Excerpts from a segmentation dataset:
^^^^^^^^

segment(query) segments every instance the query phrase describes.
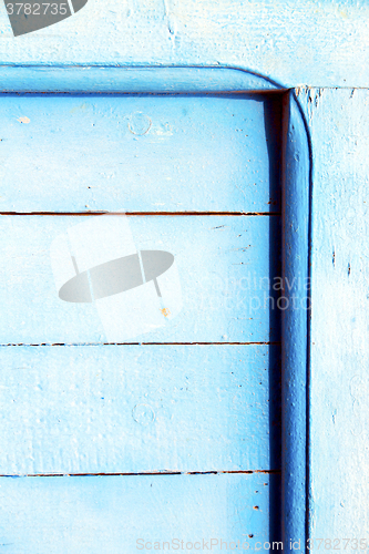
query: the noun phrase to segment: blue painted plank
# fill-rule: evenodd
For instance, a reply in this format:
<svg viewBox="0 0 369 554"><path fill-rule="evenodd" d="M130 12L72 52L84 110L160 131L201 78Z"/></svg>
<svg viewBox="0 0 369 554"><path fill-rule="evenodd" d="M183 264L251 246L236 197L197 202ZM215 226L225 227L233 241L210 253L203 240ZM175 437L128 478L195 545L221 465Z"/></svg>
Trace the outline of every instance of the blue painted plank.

^^^^^^^^

- Prompt
Please turn every line of the records above into a numbered list, skipping blank lines and leaving the pictures out.

- Problem solution
1. segment(query) segments every instance the query phrase describes.
2. query: the noun phrase to segment: blue painted plank
3. # fill-rule: evenodd
4. For instance, a reply in this format:
5. <svg viewBox="0 0 369 554"><path fill-rule="evenodd" d="M130 12L72 52L84 110L160 131L201 78Z"/></svg>
6. <svg viewBox="0 0 369 554"><path fill-rule="evenodd" d="M183 264L251 246L236 197L197 202ZM215 226L225 227L233 241L210 253L203 240ZM175 437L128 478L195 545L221 465Z"/></svg>
7. Trace the outline of every instance of the blue painted plank.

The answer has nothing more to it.